PROBLEMS:
A) Reproduce the optimiser tutorial starting at "Updating the Learning" and ending at "results = optim.run()", swapping every "GradientDescent" for "Adam".
B) Extend the optimiser tutorial beyond its last line of code by writing the section that comes next.

SUPPLIED TEXT:
____

Perhaps a better way to view this information is to plot the optimiser convergences,

In [ ]:

for optim, sigma in zip(optims, sigmas):
    pybop.plot.convergence(optim, title=f"Sigma: {sigma}")
    pybop.plot.parameters(optim)

Cost Landscapes¶

Finally, we can visualise the cost landscape and the path taken by the optimiser:

In [ ]:

# Plot the cost landscape with optimisation path and updated bounds
bounds = np.array([[0.4, 0.8], [0.4, 0.8]])
for optim, sigma in zip(optims, sigmas):
    pybop.plot.surface(optim, bounds=bounds, title=f"Sigma: {sigma}")

Updating the Learning Rate¶

Let's take sigma0 = 0.08 as the best learning rate for this problem and look at the time-series trajectories.

In [ ]:

optim = pybop.Optimisation(cost, optimiser=pybop.GradientDescent, sigma0=0.08)
results = optim.run()

____

SUPPLIED MATERIAL:

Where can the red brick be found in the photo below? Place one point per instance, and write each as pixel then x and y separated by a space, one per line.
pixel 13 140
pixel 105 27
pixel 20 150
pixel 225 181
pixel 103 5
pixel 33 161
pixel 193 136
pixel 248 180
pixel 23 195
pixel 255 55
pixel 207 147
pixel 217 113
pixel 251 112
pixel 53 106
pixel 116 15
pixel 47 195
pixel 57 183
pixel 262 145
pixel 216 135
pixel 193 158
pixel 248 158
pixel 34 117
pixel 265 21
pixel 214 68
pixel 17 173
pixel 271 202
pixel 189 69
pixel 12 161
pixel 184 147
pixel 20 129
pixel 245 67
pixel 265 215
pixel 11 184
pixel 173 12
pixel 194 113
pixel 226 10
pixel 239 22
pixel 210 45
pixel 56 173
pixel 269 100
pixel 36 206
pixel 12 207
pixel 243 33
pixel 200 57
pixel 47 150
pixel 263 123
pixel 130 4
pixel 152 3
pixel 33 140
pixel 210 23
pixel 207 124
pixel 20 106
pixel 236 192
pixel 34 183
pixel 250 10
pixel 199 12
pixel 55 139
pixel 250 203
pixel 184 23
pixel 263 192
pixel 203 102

____

SOLVED TASKS:
A)
Updating the Learning Rate¶

Let's take sigma0 = 0.08 as the best learning rate for this problem and look at the time-series trajectories.

In [ ]:

optim = pybop.Optimisation(cost, optimiser=pybop.Adam, sigma0=0.08)
results = optim.run()

B)
pybop.plot.quick(problem, problem_inputs=results.x, title="Optimised Comparison");

NOTE: Boundaries ignored by <class 'pints._optimisers._gradient_descent.GradientDescent'>
Halt: No significant change for 15 iterations.
OptimisationResult:
  Initial parameters: [0.46478836 0.56896942]
  Optimised parameters: [0.64463942 0.51613016]
  Final cost: 0.001356018556480287
  Optimisation time: 3.1555721759796143 seconds
  Number of iterations: 75
  SciPy result available: No

Conclusion¶

This notebook covers how to calibrate the learning rate for the gradient descent optimiser. This provides an introduction into hyper-parameter tuning that will be discussed in further notebooks.